TASKS FOR THIS EXERCISE ▸
**A.** In the amavisd-new post, what job does the 'priority' field do for SQL lookups, according to the reasoning given about lookup order?
**B.** From the amavisd-new post, list every entry in the SQL lookup order that begins with "@".
**C.** In the amavisd-new post, which two settings should be left non-NULL in the suggested policy?

EXCERPT TO READ ▸
Gary wrote:

> Rocco wrote:

>>> One possibility (depending on your setup). Create a policy
>>> where every configuration setting is NULL with the exception 
>>> of spam_lover and bypass_spam_checks (you need to set both 
>>> when bypassing). Something like this:

>> My setup is Amavisd-new+Postfix+MySQL

Actually, I was referring to whether you were already using a
@example.com type of user.

I wrote this in an old post. The concept you need to understand is how
the 'priority' field affects what settings are used. This may help a little:

###############################################################
The purpose of the policy_id field will be apparent when we add some data to the
policy table, but what is the 'priority' field used for? If you were to read
README.lookups, you would see that recipient lookups in hash tables
are performed starting with the most specific data (the full email address)
and end with the most general data (a catchall). Here is the example of the 
order
of lookups performed when using a hash table:

[EMAIL PROTECTED]
[EMAIL PROTECTED]
user+foo@
user@
sub.example.com
.sub.example.com
.example.com
.com
.

For SQL, the structure of what is looked up is a little different, but we still
want the lookups performed in the same 'specific' to 'general' order, for 
example:

[EMAIL PROTECTED]
[EMAIL PROTECTED]
user+foo
user
@example.com
@.example.com
@.com
@.

PROVIDED DATA ▸
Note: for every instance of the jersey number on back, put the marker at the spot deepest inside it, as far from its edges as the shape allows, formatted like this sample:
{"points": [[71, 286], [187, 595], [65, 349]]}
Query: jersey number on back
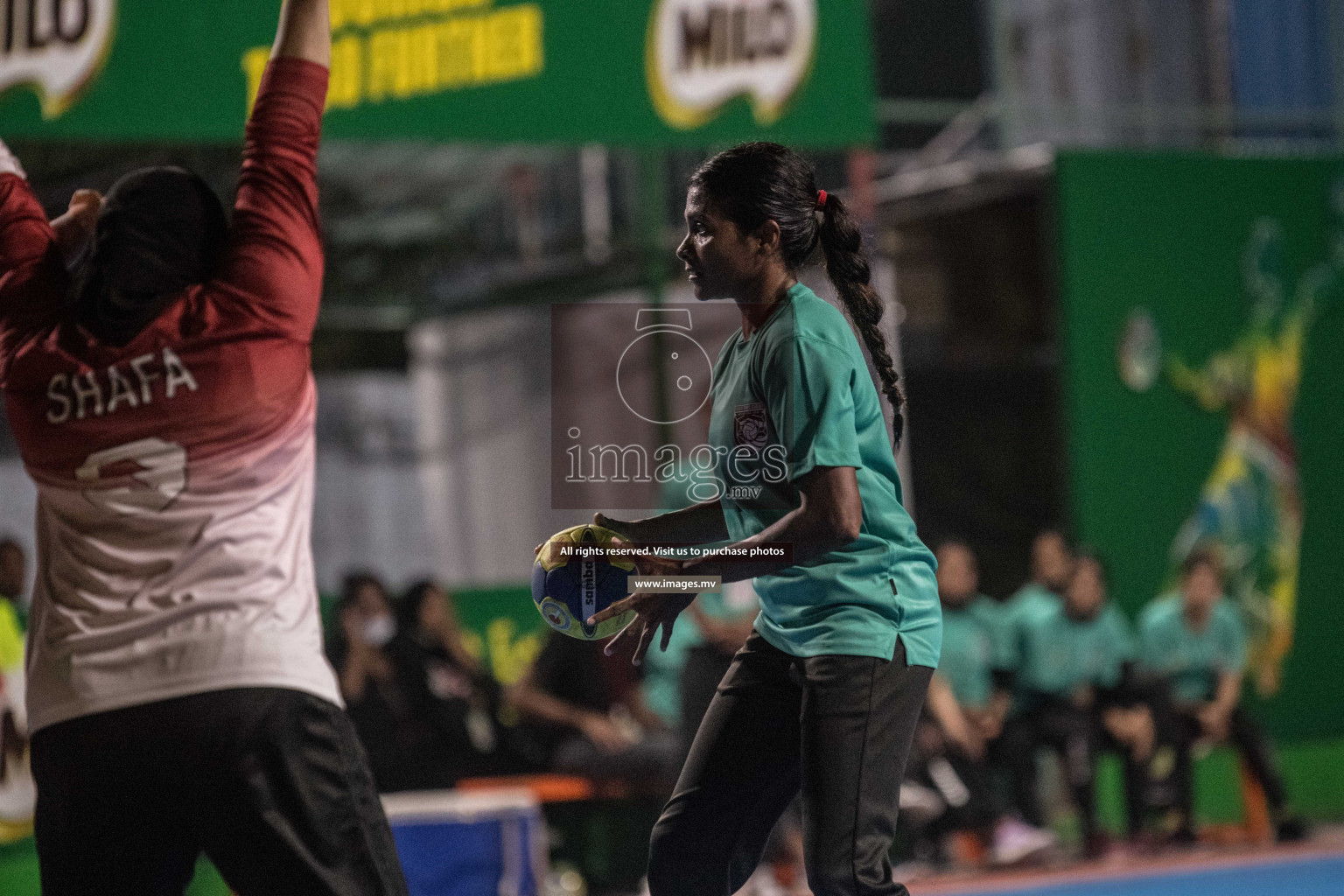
{"points": [[163, 471]]}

SOLUTIONS ▸
**A.** Hash table lookups for a recipient start with the most specific data (the full email address) and end with the most general (a catchall). SQL lookups should follow that same specific-to-general order, and the 'priority' field decides which settings get used.

**B.**
@example.com
@.example.com
@.com
@.

**C.** spam_lover and bypass_spam_checks